Patients in the wards of Mama Yemo were clearly affected by AIDS per the clinical definitions in place at that time. Almost all of the patients confirmed to have AIDS using laboratory based tests were already identified by Kapita without laboratory tests. Kapita is credited by his collaborators as being one of the first people in Africa to identify the presence of AIDS. The visiting researchers would soon realize the extent of AIDS in Africa and began research in Kinshasa. The resulting collaboration between African, American, and European scientists would become known as Project SIDA.

Bila M. Kapita published his own book in 1988 titled SIDA en Afrique.

=== Project SIDA ===
From 1984 to 1991 Kapita collaborated with Project SIDA at Mama Yemo, producing between 20 and 30 research articles on the transmission, history, and future of HIV/AIDS in Africa. Work was conducted in Kapita's hospital early on in the program to increase chances of approval from government authorities.

Many of Kapita's articles focused on the rate of heterosexual transmission that was largely ignored by the United States in the early 1980s.

Kapita was present at the first International AIDS Conference in Atlanta, Georgia in 1985. Also in attendance were Project SIDA collaborators Peter Piot and Nzila Nzilambi—as well as thousands of other scientists. During the second International AIDS Conference in Paris, France, Kapita informed the community of his retrospective discovery of increased cases of Kaposi's sarcoma and cytomegalovirus, indicators that HIV/AIDS likely existed in Kinshasa as far back as 1975. Prior to public knowledge of HIV prevalence in Zaire at the time, Kapita faced the threat of becoming a political prisoner under Mobutu Sese Seko’s regime for acknowledging the issue on a global stage without permission from the government.

In 1990, as the civil war was beginning in Zaire, Kapita worked with Peter Piot in arranging an international AIDS conference in Kinshasa. The proceeds of the conference were returned to the region through donations to Mama Yemo Hospital and the establishment of a health clinic in Kapita's village.

────────────────

Exercises to complete:
1. In the Kapita passage, during which years did Kapita collaborate with Project SIDA at Mama Yemo?
2. Carry on the Kapita passage, picking up after its final sentence.

────────────────

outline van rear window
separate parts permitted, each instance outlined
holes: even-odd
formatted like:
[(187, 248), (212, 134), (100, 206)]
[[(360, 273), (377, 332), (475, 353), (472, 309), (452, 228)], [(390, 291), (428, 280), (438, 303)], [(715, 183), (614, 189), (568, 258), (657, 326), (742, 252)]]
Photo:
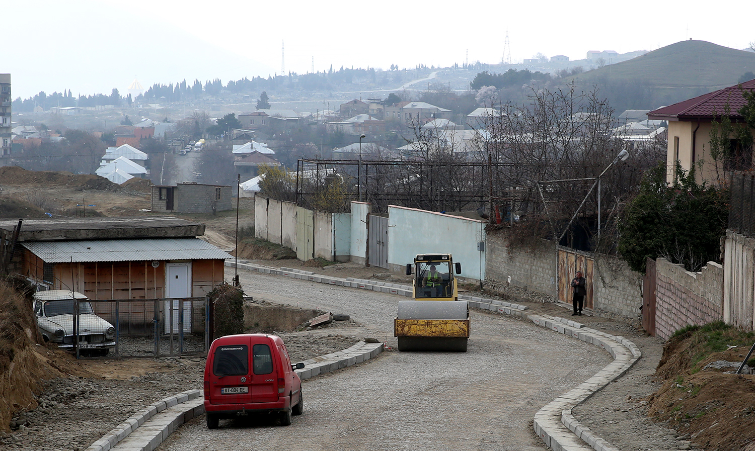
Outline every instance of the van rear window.
[[(257, 345), (255, 345), (256, 348)], [(236, 376), (249, 373), (249, 347), (246, 345), (218, 346), (212, 372), (215, 376)]]
[(270, 374), (273, 373), (273, 355), (267, 345), (254, 345), (252, 347), (252, 369), (254, 374)]

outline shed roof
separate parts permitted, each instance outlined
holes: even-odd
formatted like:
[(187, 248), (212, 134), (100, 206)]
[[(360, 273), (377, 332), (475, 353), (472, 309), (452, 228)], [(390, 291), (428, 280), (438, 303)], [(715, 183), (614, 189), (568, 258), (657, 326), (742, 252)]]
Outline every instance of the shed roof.
[(199, 238), (35, 241), (21, 245), (47, 263), (233, 258)]
[(713, 119), (724, 114), (727, 106), (731, 117), (739, 118), (737, 112), (747, 103), (741, 90), (755, 90), (755, 79), (659, 108), (649, 112), (648, 118), (671, 121)]

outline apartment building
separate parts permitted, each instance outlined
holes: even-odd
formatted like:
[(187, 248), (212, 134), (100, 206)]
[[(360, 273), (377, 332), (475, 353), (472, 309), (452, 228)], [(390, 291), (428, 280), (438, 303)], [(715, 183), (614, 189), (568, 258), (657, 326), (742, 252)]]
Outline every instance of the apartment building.
[(0, 74), (0, 164), (11, 164), (11, 74)]

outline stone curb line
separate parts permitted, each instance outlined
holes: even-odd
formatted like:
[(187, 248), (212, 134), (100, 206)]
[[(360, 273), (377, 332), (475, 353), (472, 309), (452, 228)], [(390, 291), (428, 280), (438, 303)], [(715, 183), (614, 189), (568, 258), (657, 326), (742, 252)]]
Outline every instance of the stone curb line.
[[(488, 303), (488, 301), (492, 302)], [(572, 410), (631, 368), (632, 365), (642, 357), (642, 352), (636, 345), (624, 337), (590, 329), (577, 321), (559, 317), (526, 313), (523, 310), (506, 308), (493, 302), (496, 301), (491, 299), (470, 301), (470, 307), (520, 316), (538, 326), (600, 346), (611, 354), (614, 359), (613, 362), (609, 364), (593, 377), (538, 410), (535, 414), (533, 425), (535, 434), (545, 442), (546, 446), (554, 451), (591, 449), (619, 451), (618, 448), (577, 421), (572, 414)], [(586, 446), (583, 441), (589, 446)]]
[[(226, 265), (234, 267), (233, 263), (228, 262), (226, 262)], [(411, 296), (411, 287), (401, 284), (390, 284), (354, 278), (334, 278), (317, 275), (310, 271), (291, 268), (271, 268), (244, 261), (239, 263), (239, 267), (263, 274), (284, 275), (332, 285)], [(554, 451), (587, 449), (618, 451), (617, 448), (612, 446), (602, 437), (596, 435), (587, 427), (580, 424), (572, 414), (572, 410), (603, 388), (612, 381), (624, 375), (642, 357), (639, 348), (634, 343), (624, 337), (612, 336), (599, 330), (585, 327), (581, 323), (565, 318), (527, 313), (525, 311), (528, 310), (526, 305), (466, 295), (460, 295), (459, 299), (467, 301), (470, 307), (498, 314), (515, 314), (529, 319), (538, 326), (551, 329), (559, 333), (578, 339), (606, 349), (613, 357), (614, 361), (593, 377), (562, 394), (538, 411), (535, 413), (533, 424), (535, 433), (543, 439), (548, 447)], [(579, 439), (586, 442), (590, 445), (590, 447), (585, 446)]]
[[(359, 342), (347, 349), (304, 360), (296, 373), (302, 380), (361, 364), (378, 356), (384, 343)], [(205, 413), (201, 390), (189, 390), (139, 410), (85, 451), (154, 451), (186, 422)]]

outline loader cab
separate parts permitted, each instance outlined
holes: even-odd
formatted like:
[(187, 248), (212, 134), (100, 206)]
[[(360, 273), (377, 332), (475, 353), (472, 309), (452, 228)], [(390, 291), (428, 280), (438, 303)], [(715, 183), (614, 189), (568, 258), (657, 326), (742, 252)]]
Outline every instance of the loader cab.
[(458, 293), (455, 271), (461, 273), (461, 263), (454, 264), (451, 254), (417, 256), (414, 265), (406, 265), (406, 275), (414, 275), (414, 299), (456, 300)]

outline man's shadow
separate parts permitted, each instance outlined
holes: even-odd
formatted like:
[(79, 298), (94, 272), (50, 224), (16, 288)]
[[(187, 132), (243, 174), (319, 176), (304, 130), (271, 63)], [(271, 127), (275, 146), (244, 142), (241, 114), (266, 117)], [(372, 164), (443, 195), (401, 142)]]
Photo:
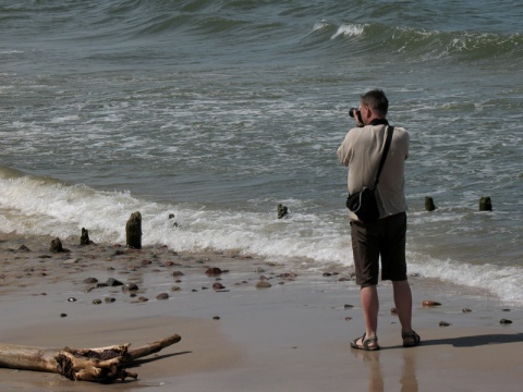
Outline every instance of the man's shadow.
[[(523, 342), (523, 333), (515, 334), (485, 334), (474, 336), (443, 338), (422, 341), (422, 346), (449, 344), (454, 347), (476, 347), (490, 344), (506, 344)], [(392, 348), (392, 347), (391, 347)]]

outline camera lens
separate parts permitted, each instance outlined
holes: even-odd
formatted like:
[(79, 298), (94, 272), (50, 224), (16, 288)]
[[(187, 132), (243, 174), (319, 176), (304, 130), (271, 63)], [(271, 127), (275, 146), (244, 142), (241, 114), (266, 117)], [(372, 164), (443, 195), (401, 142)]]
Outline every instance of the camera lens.
[(353, 119), (357, 115), (358, 110), (356, 108), (349, 109), (349, 115)]

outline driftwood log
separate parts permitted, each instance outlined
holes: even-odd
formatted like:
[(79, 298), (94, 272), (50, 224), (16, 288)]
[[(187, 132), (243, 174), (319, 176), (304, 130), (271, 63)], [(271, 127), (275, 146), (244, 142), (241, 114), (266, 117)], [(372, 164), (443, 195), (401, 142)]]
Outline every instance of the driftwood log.
[(136, 379), (136, 373), (125, 370), (133, 360), (158, 353), (180, 340), (179, 334), (173, 334), (135, 350), (129, 350), (131, 343), (61, 350), (0, 343), (0, 367), (56, 372), (74, 381), (112, 383), (127, 377)]

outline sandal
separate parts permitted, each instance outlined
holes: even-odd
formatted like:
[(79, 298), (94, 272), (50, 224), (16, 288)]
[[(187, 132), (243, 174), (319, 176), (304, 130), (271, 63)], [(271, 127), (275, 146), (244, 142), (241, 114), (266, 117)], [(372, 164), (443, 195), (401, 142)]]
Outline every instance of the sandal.
[[(362, 340), (362, 344), (357, 344), (357, 341), (360, 339)], [(369, 346), (369, 344), (373, 344), (373, 343), (375, 343), (376, 345)], [(378, 336), (365, 339), (365, 333), (364, 333), (362, 338), (356, 338), (351, 342), (351, 347), (356, 350), (365, 350), (365, 351), (378, 351), (379, 350)]]
[(414, 331), (402, 333), (401, 338), (403, 338), (403, 347), (415, 347), (422, 341), (419, 335)]

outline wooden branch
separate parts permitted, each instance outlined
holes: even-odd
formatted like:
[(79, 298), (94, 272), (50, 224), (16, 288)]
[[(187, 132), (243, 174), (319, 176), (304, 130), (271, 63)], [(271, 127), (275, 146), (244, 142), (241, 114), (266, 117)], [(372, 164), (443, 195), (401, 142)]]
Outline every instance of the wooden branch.
[(179, 334), (129, 350), (130, 343), (99, 348), (41, 348), (0, 343), (0, 367), (57, 372), (70, 380), (112, 383), (137, 375), (125, 367), (181, 341)]

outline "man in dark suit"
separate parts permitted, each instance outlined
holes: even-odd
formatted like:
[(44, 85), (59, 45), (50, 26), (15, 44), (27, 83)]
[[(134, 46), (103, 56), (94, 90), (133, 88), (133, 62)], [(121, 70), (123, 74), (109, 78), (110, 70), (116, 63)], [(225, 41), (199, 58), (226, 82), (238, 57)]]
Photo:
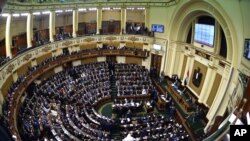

────────────────

Exercise responses:
1. From 1984 to 1991.

2.
=== Career Following Project SIDA ===
Kapita's work continued for a few years following the 1991 demise of Project SIDA. A notable collaboration featuring Kapita in 1992 was the World Health Organization publication: AIDS in Africa: A Manual for Physicians.

Following the end of Project SIDA due to civil war in Zaire, Kapita continued to appear on international research articles, the last being published in 1993. Kapita continued to work at Mama Yemo, until at least 1997, treating patients with HIV/AIDS.

A hallmark of Project SIDA was the training of Congolese researchers, resulting in many well-trained doctors such as Kapita existing in Kinshasa. American and European collaborators established traditional research procedure in Kinshasa, establishing an institutional review board led by Kapita.

Kapita and the other Zairian collaborators of Project SIDA wished to return to research, but opportunities following the civil war were limited. Currently, Kapita practices cardiology at the Centre Medical De Kinshasa in Gombe, Kinshasa.

== Partial bibliography ==
- Piot, Peter, et al. (1984-07-14). “ACQUIRED IMMUNODEFICIENCY SYNDROME IN A HETEROSEXUAL POPULATION IN ZAIRE.” The Lancet.
- Mann, Jonathan M., et al. (1986-09-27). “NATURAL HISTORY OF HUMAN IMMUNODEFICIENCY VIRUS INFECTION IN ZAIRE.” The Lancet.
- Colebunders, Robert, et al. (1988-12-31). “BREASTFEEDING AND TRANSMISSION OF HIV.” The Lancet.
- Kapita, Bila M. (1988). SIDA En Afrique.
- N’Galy, Bosenge, et al. (1988-10-27). “Human Immunodeficiency Virus Infection among Employees in an African Hospital.” New England Journal of Medicine.
- Hassig, S. E., et al. (1990) “An Analysis of the Economic Impact of HIV Infection among Patients at Mama Yemo Hospital, Kinshasa, Zaire.” AIDS.
- Piot, P., et al. (1991). “AIDS in Africa: The First Decade and Challenges for the 1990s.” AIDS.
- Piot, Peter, et al. (1992). AIDS in Africa: A Manual for Physicians. World Health Organization.
- Thea, Donald M., et al. (1993-05-01). “Prevalence of Enteric Viruses among Hospital Patients with AIDS in Kinshasa, Zaire.” Transactions of the Royal Society of Tropical Medicine and Hygiene.